» To do
Reformat every line of the data below as a numbered list, omitting any blank lines.

» A block of data
>>>>

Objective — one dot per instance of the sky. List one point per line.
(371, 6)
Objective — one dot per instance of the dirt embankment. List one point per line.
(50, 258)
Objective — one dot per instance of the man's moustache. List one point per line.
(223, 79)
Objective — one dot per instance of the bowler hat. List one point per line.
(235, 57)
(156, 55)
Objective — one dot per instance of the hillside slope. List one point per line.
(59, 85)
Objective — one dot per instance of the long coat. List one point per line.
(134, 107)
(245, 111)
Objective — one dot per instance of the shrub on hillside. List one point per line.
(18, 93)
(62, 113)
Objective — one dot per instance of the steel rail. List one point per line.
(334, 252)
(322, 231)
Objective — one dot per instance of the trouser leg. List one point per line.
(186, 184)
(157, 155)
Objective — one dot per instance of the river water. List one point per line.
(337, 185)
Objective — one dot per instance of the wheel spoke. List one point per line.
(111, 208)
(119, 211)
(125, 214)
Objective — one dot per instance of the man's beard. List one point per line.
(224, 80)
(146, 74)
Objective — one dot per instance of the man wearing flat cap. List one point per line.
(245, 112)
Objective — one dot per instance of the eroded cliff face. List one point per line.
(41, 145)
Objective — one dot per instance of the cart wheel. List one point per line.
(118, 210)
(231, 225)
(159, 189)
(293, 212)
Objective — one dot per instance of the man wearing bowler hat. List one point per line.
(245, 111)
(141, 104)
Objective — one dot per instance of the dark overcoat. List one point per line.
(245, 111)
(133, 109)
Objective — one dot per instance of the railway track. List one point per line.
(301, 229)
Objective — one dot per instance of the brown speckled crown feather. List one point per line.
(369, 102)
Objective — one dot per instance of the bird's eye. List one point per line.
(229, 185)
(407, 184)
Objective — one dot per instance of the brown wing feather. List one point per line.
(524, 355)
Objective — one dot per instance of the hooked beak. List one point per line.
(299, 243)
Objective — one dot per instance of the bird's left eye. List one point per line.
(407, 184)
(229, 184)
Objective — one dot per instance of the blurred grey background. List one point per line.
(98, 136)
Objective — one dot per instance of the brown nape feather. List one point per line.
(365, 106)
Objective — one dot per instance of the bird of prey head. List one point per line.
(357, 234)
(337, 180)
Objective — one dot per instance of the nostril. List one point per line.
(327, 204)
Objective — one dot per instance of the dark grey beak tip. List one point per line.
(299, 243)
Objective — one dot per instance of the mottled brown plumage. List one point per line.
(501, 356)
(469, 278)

<<<<

» Answer to the task
1. Objective — one dot per instance of the sky. List one point per line.
2. (371, 6)
3. Objective — one dot per instance of the dirt embankment. List one point per line.
4. (50, 258)
5. Objective — one dot per instance of the man's moustache. List one point per line.
6. (223, 79)
7. Objective — one dot per instance of the bowler hat. List one point per line.
8. (235, 57)
9. (156, 55)
10. Objective — one dot per instance of the hillside slope. List one point per line.
11. (59, 85)
12. Objective — one dot per instance of the long coat. List one point per line.
13. (134, 107)
14. (245, 111)
15. Objective — one dot per instance of the shrub on hillside. List one point per line.
16. (18, 93)
17. (62, 113)
18. Objective — one dot per instance of the steel rail. List one point per line.
19. (334, 252)
20. (322, 231)
21. Objective — one dot per instance of the trouser leg. List one point per line.
22. (186, 184)
23. (157, 155)
24. Objective — one dot per instance of the river water. List one point per line.
25. (337, 185)
26. Objective — one dot per instance of the wheel spoke. List one point per line.
27. (111, 208)
28. (119, 211)
29. (125, 214)
30. Objective — one dot per instance of the man's beard. List one point per line.
31. (224, 80)
32. (146, 74)
33. Objective — one dot per instance of the man wearing flat cap. List one point per line.
34. (245, 112)
35. Objective — one dot per instance of the eroded cliff face. List one point per line.
36. (41, 145)
37. Objective — one dot per instance of the cart wheel. List one point per line.
38. (118, 210)
39. (231, 225)
40. (159, 189)
41. (293, 212)
42. Objective — one dot per instance of the man wearing bowler hat. List one point per line.
43. (245, 111)
44. (141, 104)
45. Objective — one dot per instance of the dark overcoat. List one point per line.
46. (245, 111)
47. (133, 109)
48. Objective — one dot per instance of the railway track. List one point per line.
49. (301, 229)
50. Objective — one dot per instance of the brown speckled crown feather. List one point per line.
51. (369, 102)
52. Objective — one dot per instance of the bird's eye. List one point per line.
53. (229, 185)
54. (407, 184)
55. Objective — one dot per instance of the brown wing feather. List one point per line.
56. (524, 355)
57. Objective — one dot per instance of the hooked beak. List one point per line.
58. (299, 243)
59. Objective — one dot per instance of the bird's left eye. List one point per line.
60. (407, 184)
61. (229, 184)
62. Objective — one dot per instance of the blurred grey background. List one point per line.
63. (98, 136)
64. Objective — one dot per instance of the brown nape feather. List one point per line.
65. (365, 106)
66. Objective — one dot per instance of the bird of prey head. List one point per line.
67. (357, 234)
68. (337, 180)
69. Objective — one dot per instance of the nostril. List one point per line.
70. (327, 204)
71. Objective — one dot per instance of the dark grey beak tip. List one point per line.
72. (299, 243)
73. Objective — one dot per instance of the mottled brown plumage. List one point per line.
74. (501, 356)
75. (469, 278)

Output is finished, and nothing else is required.